SELECTED EXCERPT:
#####

In-process cane sugar means the
intermediate sugar-containing product,
as CCC determines, produced from the
processing of sugarcane. It is not raw
sugar, nor is it suitable for direct human
consumption.
Market or marketing means the
transfer of title associated with the sale
or other disposition of sugar for human
consumption in United States
commerce. A marketing also includes a
sale of sugar under the Feedstock
Flexibility Program, the forfeiture of
sugar loan collateral under the Sugar
Loan Program, exportation of sugar from
the United States Customs Territory
eligible to receive credits under reexport
programs for refined sugar or sugarcontaining products administered by the
Foreign Agricultural Service, or the sale
of sugar eligible to receive credit for the
production of polyhydric alcohol under
the Polyhydric Alcohol program (see
part 1530 of this title) administered by
the Foreign Agricultural Service, and for
any integrated processor and refiner, the
movement of raw cane sugar into the
refining process.

#####

SOURCE MATERIAL:
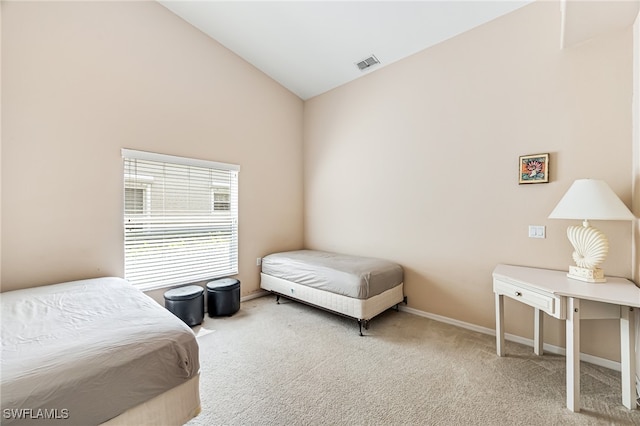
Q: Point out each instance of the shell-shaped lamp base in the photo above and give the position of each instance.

#####

REQUIREMENT: Write the next part of the sugar definitions excerpt, picking up after its final sentence. The material above comes from a separate source.

RESULT:
*
*
*
*
*
Overall allotment quantity means, on
a national basis, the total quantity of
domestically produced sugar, raw value,
processed from sugarcane, sugar beets or
in-process beet sugar (whether the sugar
beets or in-process beet sugar are
produced domestically or imported),
and the raw value equivalent of sugar in
sugar products, that is permitted to be
marketed by processors, during a crop
year or other period in which marketing
allotments are in effect.
*
*
*
*
*
Proportionate share State means a
State with an established allotment and
more than 250 sugarcane producers in
the State, other than Puerto Rico.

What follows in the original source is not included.